Text block START

An example of missing Cys-Cys interaction has been observed in the mutation of
Cys163 in the Glycosylasparaginase (Swiss-Prot:ASPG_HUMAN). This mutation is
responsible for the insurgence of the Aspartylglucosaminuria (MIM:208400). Looking at
the protein structure (Fig 4), we found that the mutation of the Cys163 to Serine results
in the loss of the disulfide bridge between Cys163 and Cys179 (respectively Cys140 and
Cys156 in the PDB structure 1APY chain A). Interesting example of possible damaging
newly formed interaction can be observed in the Thyroid hormone receptor (Swiss-
Prot:THB_HUMAN) where the mutation of Arg243 into Tryptophan is cause of the
Thyroid hormone resistance (MIM:188570,274300). Analyzing the protein structure
(1 !" chain A) we found that the new Tryptophan could be close to another one in
position 239. This mutation could result in stereo-chemical problems in the pocket
around the position 243 (see Fig 5). Both the examples are correctly predicted by
structure-based method and wrongly predicted by the sequence-based algorithm.

Conclusion
We developed a new machine learning approach based on protein structure information
to predict the effect of SAPs. The method has been compared to a previously developed
sequence-based predictor to quantify the increase of accuracy achieved by protein
structure information. Using a balanced set of 6,630 mutations the structure-based
method results in about 3% higher accuracy and AUC and 0.06 higher correlation with
respect to sequence-based one. Although the increase the accuracy is not extremely
high the introduction of structure information can be particularly useful in specific
situation providing insight about the disease mechanism like in the cases discussed
above. The prediction improvement is in agreement with the previously results observed
in the prediction of the protein stability change upon mutation [10].

Text block END

Exercise objective: According to the text on predicting mutation effects from protein structure, what is lost when Cys163 in glycosylasparaginase is mutated to serine?

Excerpted data START

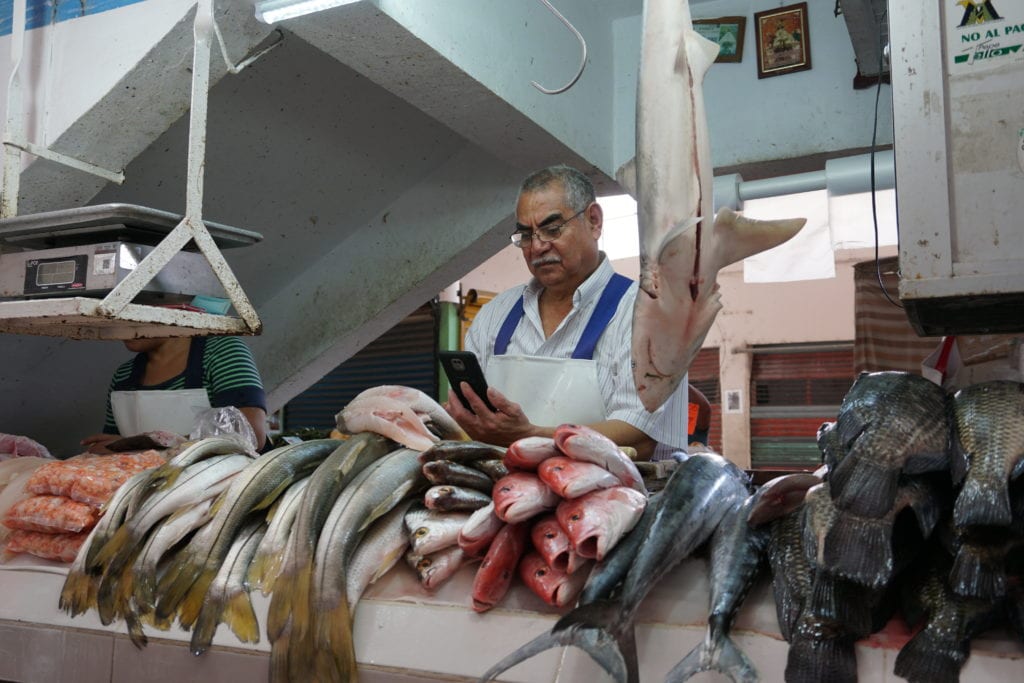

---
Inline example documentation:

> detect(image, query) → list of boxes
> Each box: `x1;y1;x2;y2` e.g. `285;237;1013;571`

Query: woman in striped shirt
82;337;266;453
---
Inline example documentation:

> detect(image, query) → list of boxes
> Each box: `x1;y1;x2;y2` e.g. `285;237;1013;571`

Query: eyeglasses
509;205;590;249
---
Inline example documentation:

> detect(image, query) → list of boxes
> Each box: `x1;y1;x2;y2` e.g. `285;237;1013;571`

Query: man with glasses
449;166;687;458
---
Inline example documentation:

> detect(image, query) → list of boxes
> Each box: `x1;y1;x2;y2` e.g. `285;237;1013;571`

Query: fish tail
665;634;759;683
819;513;893;586
86;525;134;569
292;559;313;642
192;595;224;656
155;553;202;621
58;571;97;616
552;600;637;683
949;545;1007;600
269;629;291;683
125;611;150;649
178;569;217;629
893;629;968;683
828;454;899;517
785;638;857;683
222;591;259;643
953;476;1013;526
477;632;562;683
266;573;295;643
311;596;358;682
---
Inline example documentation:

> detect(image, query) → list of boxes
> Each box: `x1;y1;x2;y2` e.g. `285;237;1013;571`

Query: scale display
25;254;89;294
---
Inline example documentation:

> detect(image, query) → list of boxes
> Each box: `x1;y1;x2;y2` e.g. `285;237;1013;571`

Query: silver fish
188;518;266;655
156;439;341;628
345;500;414;607
665;497;769;683
617;0;805;411
406;506;470;555
248;479;311;595
406;540;468;591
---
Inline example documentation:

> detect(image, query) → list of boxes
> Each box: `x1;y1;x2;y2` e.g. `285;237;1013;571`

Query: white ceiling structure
0;0;891;454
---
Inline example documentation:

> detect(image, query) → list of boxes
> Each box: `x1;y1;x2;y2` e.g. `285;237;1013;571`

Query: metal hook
529;0;587;95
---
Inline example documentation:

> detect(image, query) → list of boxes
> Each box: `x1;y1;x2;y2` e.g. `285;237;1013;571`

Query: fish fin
828;454;899;518
615;157;637;199
714;208;807;267
665;635;759;683
902;451;950;474
819;514;893;587
893;629;970;683
953;477;1013;526
221;591;259;643
949;545;1007;600
785;637;857;683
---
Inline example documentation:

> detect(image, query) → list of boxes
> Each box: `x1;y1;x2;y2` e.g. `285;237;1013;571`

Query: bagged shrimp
3;496;99;533
7;529;89;562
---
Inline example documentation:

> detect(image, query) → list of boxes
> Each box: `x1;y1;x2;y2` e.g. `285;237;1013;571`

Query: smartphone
438;351;497;413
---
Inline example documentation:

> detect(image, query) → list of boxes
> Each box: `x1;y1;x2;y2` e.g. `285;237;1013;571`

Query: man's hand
81;434;121;456
444;382;543;445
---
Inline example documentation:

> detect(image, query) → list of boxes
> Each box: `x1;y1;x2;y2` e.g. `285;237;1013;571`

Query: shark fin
715;209;807;267
615;157;637;199
676;29;719;86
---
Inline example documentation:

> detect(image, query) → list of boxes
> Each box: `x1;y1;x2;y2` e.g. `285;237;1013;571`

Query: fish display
480;454;746;683
616;0;805;411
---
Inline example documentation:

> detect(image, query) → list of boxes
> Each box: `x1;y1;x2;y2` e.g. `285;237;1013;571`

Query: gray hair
519;164;596;211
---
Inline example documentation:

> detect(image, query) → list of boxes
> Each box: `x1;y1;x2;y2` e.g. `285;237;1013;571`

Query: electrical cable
870;3;903;308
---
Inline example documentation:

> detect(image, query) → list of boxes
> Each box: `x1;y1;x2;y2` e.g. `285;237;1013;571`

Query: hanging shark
616;0;805;411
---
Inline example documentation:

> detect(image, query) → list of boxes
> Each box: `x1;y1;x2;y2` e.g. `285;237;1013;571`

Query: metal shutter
284;304;437;430
751;342;856;469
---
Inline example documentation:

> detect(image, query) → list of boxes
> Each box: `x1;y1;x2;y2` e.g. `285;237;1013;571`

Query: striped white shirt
466;253;688;455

Excerpted data END

Solution to the exercise: The disulfide bridge between Cys163 and Cys179.